[Tasks for this exercise]:
(1) In the blog post on loving yourself, where does the writer say the reposted piece comes from?
(2) Write the next part of the blog post on loving yourself, picking up after its final sentence.

[Source document]:
________

Thursday, May 16, 2013

199. Love God Above All. Your Self Comes Second.

And this is not in anyway a selfish way. There's a difference between loving yourself and being selfish, there may be a thin line, but you don't interchange it. You've heard it a lot of times -- you can't give what you don't have. This is one important basic ingredient of whatever kind of relationship one ought to enter. Loving yourself is a key to a lot of things because once you start loving yourself, where you are, where you stand, you understand the entirety of who you are, you accept it, you understand, you learn how to assess, you appreciate. 

And this is another cross/re-post from my daily dose of Thought Catalog.


Someone is going to touch your hand in a dark movie theater where a scary movie is playing but you can’t remember a single thing that happened in the story because you are too busy concentrating on your own breath and how close this person is to your body. They are going to reach out and touch you and it is going to feel like a thousand needles pushing into your skin at once, the kind of pain which is as much a thrill as it is an object of fear. You are going to forget how to breathe, how to look normal, how to pretend to be the person you were only a few seconds ago. And it will be good, but it won’t be love.

________

[Source data]:

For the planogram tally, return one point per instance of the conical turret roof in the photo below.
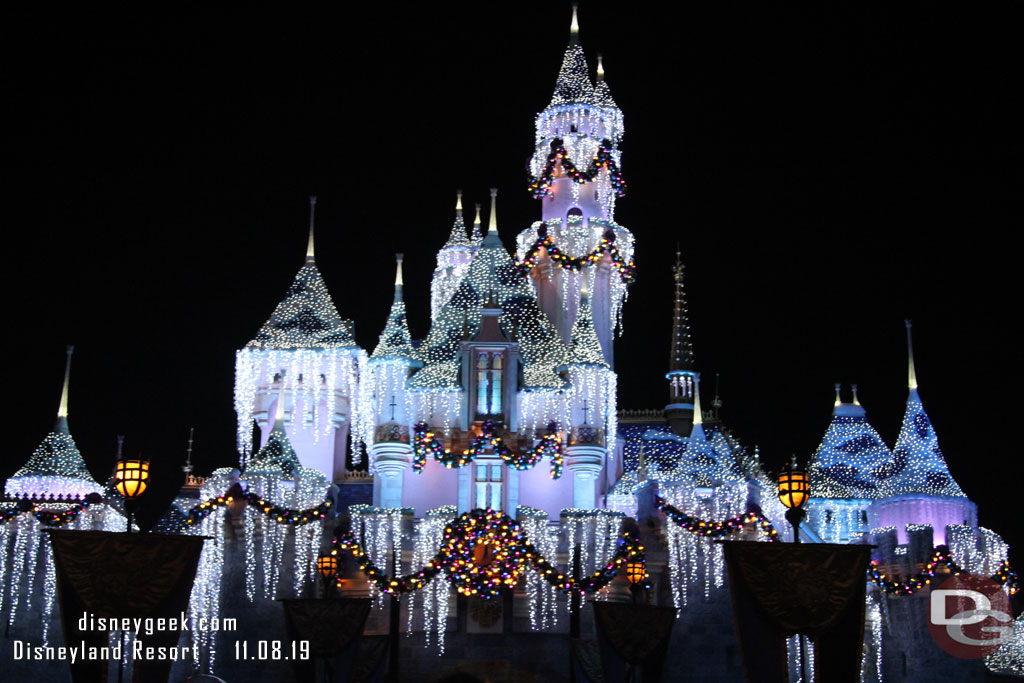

________

[Answers provided]:
(1) It comes from the writer's daily dose of Thought Catalog.

(2)
I dated a guy for a time who was very nice. We’re used to the descriptor “nice” as having become almost a euphemism, something we say about people for whom there is not much else positive to say. But he was kind, and loving, and thoughtful, and all of the things which actually mean nice in practice. He told me such wonderful things about me. He remembered special dates, and made efforts. And though I was objectively a very happy person, all of his gestures kind of washed over me in a frothy wave of insecurity and suspicion. There was a part of my brain — a significant part, even — which did not believe that I was worthy of that kind of affection. So when he touched my hand in that movie theater, and the prickly excitement of finally feeling something numbed out my whole body, it was only a matter of minutes before I began unpleasantly feeling myself again.
And myself was not good. I was unmotivated, unable to find a foothold of pride in my rocky slope of young adulthood. It seemed like I couldn’t finish anything I started, that I was wasting every bit of potential the world had seen fit to give me and certainly didn’t deserve the attentions of someone infinitely more successful and worthy than I was. What would I say when I met someone’s parents? “Oh, hello, I am working a terrible job and I don’t know when I’ll finish my degree or what I will do with it when I finish. I can’t keep my room clean and my car is always just a few precious seconds away from empty when I pull into the gas station. I am ugly, but mostly because I can’t find the motivation to really take care of myself. I don’t like what I see in the mirror.” You can’t say these things, even when they are all you feel.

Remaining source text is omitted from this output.